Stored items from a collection

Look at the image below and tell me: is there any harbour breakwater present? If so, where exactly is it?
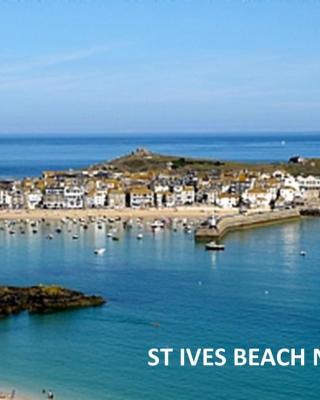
[195,209,301,240]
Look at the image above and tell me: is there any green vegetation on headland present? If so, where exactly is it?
[0,285,106,318]
[94,149,320,176]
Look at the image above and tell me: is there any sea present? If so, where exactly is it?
[0,134,320,400]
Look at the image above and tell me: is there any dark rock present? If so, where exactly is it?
[0,285,106,317]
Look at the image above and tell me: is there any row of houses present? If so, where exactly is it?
[0,166,320,209]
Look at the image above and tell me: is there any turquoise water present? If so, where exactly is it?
[0,133,320,178]
[0,219,320,400]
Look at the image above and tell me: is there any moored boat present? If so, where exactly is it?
[206,241,225,251]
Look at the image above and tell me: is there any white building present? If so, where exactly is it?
[25,189,43,210]
[107,189,126,208]
[129,186,154,208]
[216,193,239,208]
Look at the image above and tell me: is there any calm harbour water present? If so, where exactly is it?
[0,138,320,400]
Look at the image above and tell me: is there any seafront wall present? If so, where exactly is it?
[195,209,300,240]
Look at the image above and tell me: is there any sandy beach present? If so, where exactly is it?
[0,207,239,220]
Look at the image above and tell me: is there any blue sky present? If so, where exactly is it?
[0,0,320,133]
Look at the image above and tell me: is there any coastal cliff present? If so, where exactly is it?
[0,285,106,318]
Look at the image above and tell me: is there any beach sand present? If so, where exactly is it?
[0,207,239,220]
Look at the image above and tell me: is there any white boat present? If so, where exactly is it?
[151,219,164,229]
[94,247,106,256]
[206,242,224,251]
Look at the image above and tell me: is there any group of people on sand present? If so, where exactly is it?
[42,389,54,400]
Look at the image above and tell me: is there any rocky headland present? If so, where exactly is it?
[0,285,106,318]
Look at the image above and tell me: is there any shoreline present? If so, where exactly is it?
[0,207,240,221]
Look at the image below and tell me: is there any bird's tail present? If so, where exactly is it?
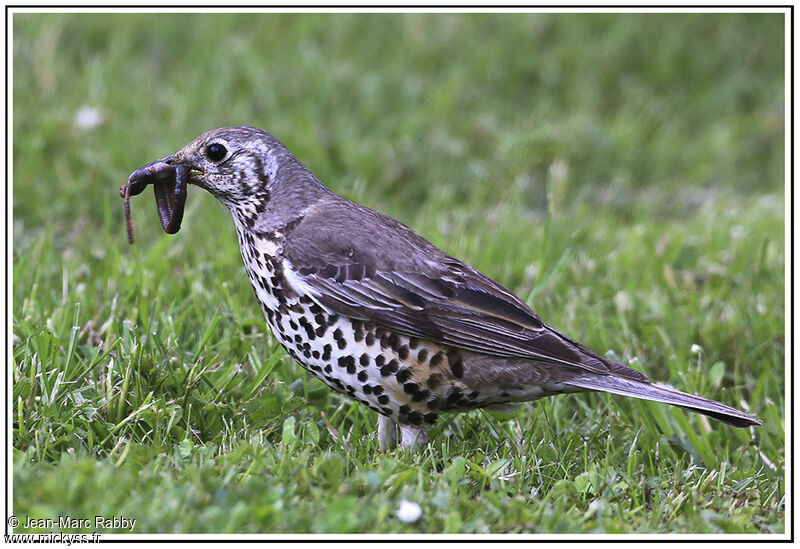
[569,375,761,427]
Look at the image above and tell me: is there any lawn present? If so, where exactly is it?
[9,13,787,534]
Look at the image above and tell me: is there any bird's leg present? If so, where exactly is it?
[400,425,428,450]
[378,415,397,450]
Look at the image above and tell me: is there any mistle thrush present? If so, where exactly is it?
[123,127,761,448]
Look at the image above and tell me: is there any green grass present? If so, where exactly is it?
[12,14,786,534]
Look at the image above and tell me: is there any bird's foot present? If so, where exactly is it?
[400,425,428,450]
[378,416,428,451]
[378,415,397,451]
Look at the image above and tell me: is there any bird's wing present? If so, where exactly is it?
[284,199,647,381]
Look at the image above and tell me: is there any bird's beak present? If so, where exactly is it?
[120,155,190,240]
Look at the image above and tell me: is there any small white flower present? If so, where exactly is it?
[73,106,105,130]
[397,499,422,524]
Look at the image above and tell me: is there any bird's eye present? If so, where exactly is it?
[206,143,228,162]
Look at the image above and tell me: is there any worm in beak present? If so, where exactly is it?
[119,156,189,244]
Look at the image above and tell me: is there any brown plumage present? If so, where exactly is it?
[123,127,761,446]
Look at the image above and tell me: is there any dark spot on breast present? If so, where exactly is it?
[426,374,442,389]
[411,389,431,402]
[390,363,411,383]
[430,351,444,368]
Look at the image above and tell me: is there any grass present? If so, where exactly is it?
[11,14,786,534]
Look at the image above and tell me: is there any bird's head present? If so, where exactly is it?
[125,126,324,241]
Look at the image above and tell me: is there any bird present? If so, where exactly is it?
[121,126,761,450]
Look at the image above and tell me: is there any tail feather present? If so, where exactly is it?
[569,375,761,427]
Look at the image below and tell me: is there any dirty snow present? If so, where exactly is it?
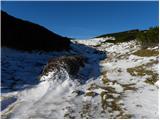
[1,38,159,119]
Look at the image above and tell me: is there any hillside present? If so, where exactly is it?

EXERCISE GOAL:
Reproduce each record above by retyping it exactly; omit all images.

ANSWER TO THE PROBLEM:
Look at the image below and tell me: is there any harbour breakwater present? If so, where exactly is it?
[195,209,301,240]
Look at the image above and tell me: is there any green vegetation on headland present? If so, where exactly is it?
[0,285,106,318]
[94,149,320,176]
Look at the image above and tell me: is there any sea present? If so, where exactly is it?
[0,134,320,400]
Look at the image above and tell me: is there any dark rock present? If so, where exactly is it?
[0,285,106,317]
Look at the image above and tell me: is there any row of houses present? If so, where exactly is it?
[0,166,320,209]
Look at the image above and tell me: is there any turquoise water present? If so, where exactly is it?
[0,133,320,178]
[0,219,320,400]
Look at the image above and tell me: is there any moored boat present? If so, where exactly is it?
[206,241,225,251]
Look at the image above and tell me: is there any white building present? If so, where exactly is it?
[25,189,43,210]
[107,189,126,208]
[129,186,154,208]
[216,193,239,208]
Look at the image above and tell me: is there any calm harbour water present? If so, where exactly is it?
[0,138,320,400]
Look at the image above and tell me: is there any seafront wall present? If so, where exactly is it?
[195,209,300,240]
Look at the image above and tell me: is there any sandy beach present? If so, where exactly is it?
[0,207,239,220]
Look at the image above and tell me: is there any blue sky present? If so, where exactly is it?
[0,0,320,133]
Look at the image above and tell me: is there any coastal cliff present? If so, where exactly is it?
[0,285,106,318]
Look at the image above and tell me: is there any beach sand present? If so, where exactly is it?
[0,207,239,220]
Look at the image above and tell me: is there any white boat present? If so, where exactly is it?
[151,219,164,229]
[94,247,106,256]
[206,242,224,251]
Look at the image above and tell me: is there any group of people on sand present? If so, where exactly is it?
[42,389,54,400]
Look at the image above and tell me: is there any rocky headland present? If so, where exactly is it?
[0,285,106,318]
Look at the image above and tell me: is there any shoreline present? If so, where exactly is it?
[0,207,240,221]
Look at the image below and tell me: is there any bird's tail present? If so, where exactly is it?
[569,375,761,427]
Look at the image above and tell me: is there any lawn present? If so, where exactly is it?
[9,13,787,534]
Look at the image above and tell me: is there any bird's leg present? If so, where exactly is it?
[400,425,428,450]
[378,415,397,450]
Look at the image above and tell me: is there any mistle thrush present? If so, where exactly is it?
[123,127,761,448]
Look at the image above and tell me: is there any green grass present? If so, where exactly is it?
[12,14,786,534]
Look at the image above and tell me: is there any bird's foot present? If so, where exactly is it?
[400,425,428,450]
[378,416,428,451]
[378,415,397,451]
Look at the image above and tell me: is there any bird's wing present? If so, where exactly is it?
[284,199,647,381]
Look at the image above and tell me: is there any bird's beak present? If so, where exactly is it?
[120,155,190,240]
Look at the image above and tell me: is there any small white flower present? If so, where exactly is it?
[73,106,105,130]
[397,499,422,524]
Look at the image above and tell me: is there any bird's eye present? If so, where exactly is it?
[206,143,228,162]
Look at the image above and tell me: is there any worm in beak present? If so, where exactly is it?
[119,156,189,244]
Look at the image above and tell me: is there any brown plumage present? If so, where exactly is it?
[123,127,761,446]
Look at the image above and tell me: is there any dark spot on breast present? If so, where exactly is it?
[426,374,442,389]
[411,389,431,402]
[390,363,411,383]
[430,351,444,368]
Look at the image above and tell me: is there any grass present? If so, where exactly is it?
[11,14,786,534]
Look at the image above and tell me: is there any bird's head present? If so, where exactly is it?
[125,126,324,241]
Look at the image above and tell me: is there any bird present? If so, where exactly is it?
[121,126,761,450]
Look at the image above and tell me: is there any tail feather present? If so, where exactly is it?
[569,375,761,427]
Look at the image below and tell me: is there any dirty snow present? If so, where exactly is it?
[1,38,159,119]
Look at the image above and tell me: is there any hillside present? If so, where exactly is it?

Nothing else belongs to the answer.